_Passage provided_
= List of Vermont state symbols =

This is a list of symbols of the state of Vermont in the United States. The majority of symbols are officially codified in the Vermont Statutes Annotated in Title 1, Chapter 11, while others are unofficial.

Location of the State of Vermont in the United States of America

Legally recognized symbols include the mineral, flower, bird, beverage, pie, mammal, song, insect, tree, and fish, while unofficial symbols of Vermont include: maple syrup; the eastern white pine (Pinus strobus), which was worn as a badge by the Green Mountain Boys and appears on the Vermont coat of arms and Vermont Military Crest; and the white-tailed deer (Odocoileus virginianus), which also appears on the state's coat of arms. The number 14 figures prominently in the state's history and lore. The Vermont Republic lasted for fourteen years, the pine tree on the Great Seal of Vermont has fourteen branches, the state has fourteen counties, and Vermont was the fourteenth state in the Union.

Vermont's state song is "These Green Mountains", composed by Diane Martin and arranged by Rita Buglass Gluck. This song was officially designated as the state song on 22 May 2000. This song replaced "Hail to Vermont!", which was written by Josephine Hovey-Perry and made the state song in 1938. However, "Moonlight in Vermont" remains an unofficial favorite.

The state bird is the hermit thrush (Catharus guttatus). This was adopted in 1941. The bird was only designated after debate in the legislature; though the hermit thrush is found in all of 14 counties and has a distinctive sweet call, it leaves the state during the winter for its yearly southward migration. Many legislators favored the blue jay (Cyanocitta cristata).

_Exercise set_
A: From the passage on Vermont state symbols, extract the part that opens with the words containing "Vermont's state song" and closes with "an unofficial favorite.", copying it word for word.
B: For each statement, indicate yes or no to show whether it agrees with the passage on Vermont state symbols, and quote the words of the passage that decide it. (i) "These Green Mountains" became the official state song on 22 May 2000. (ii) The white-tailed deer is among Vermont's legally recognized symbols. (iii) The hermit thrush remains in Vermont throughout the winter.

_Recorded information_
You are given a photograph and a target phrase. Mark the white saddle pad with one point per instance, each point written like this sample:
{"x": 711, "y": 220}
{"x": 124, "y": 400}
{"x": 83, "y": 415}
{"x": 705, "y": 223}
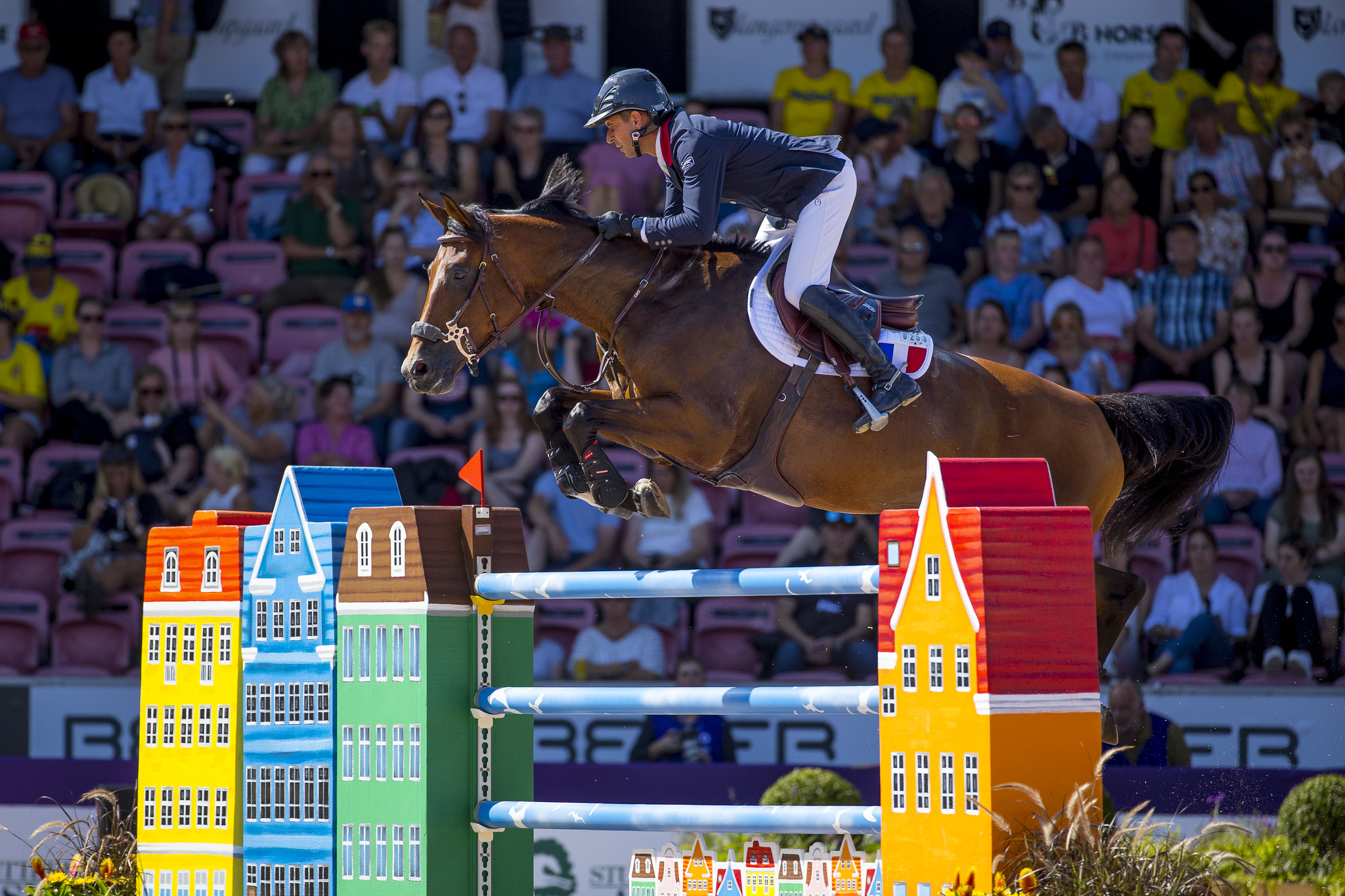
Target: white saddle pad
{"x": 912, "y": 347}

_Task-by-task results_
A:
Vermont's state song is "These Green Mountains", composed by Diane Martin and arranged by Rita Buglass Gluck. This song was officially designated as the state song on 22 May 2000. This song replaced "Hail to Vermont!", which was written by Josephine Hovey-Perry and made the state song in 1938. However, "Moonlight in Vermont" remains an unofficial favorite.

B:
(i) Yes: "This song was officially designated as the state song on 22 May 2000."
(ii) No: "while unofficial symbols of Vermont include" and "the white-tailed deer (Odocoileus virginianus), which also appears on the state's coat of arms."
(iii) No: "it leaves the state during the winter for its yearly southward migration."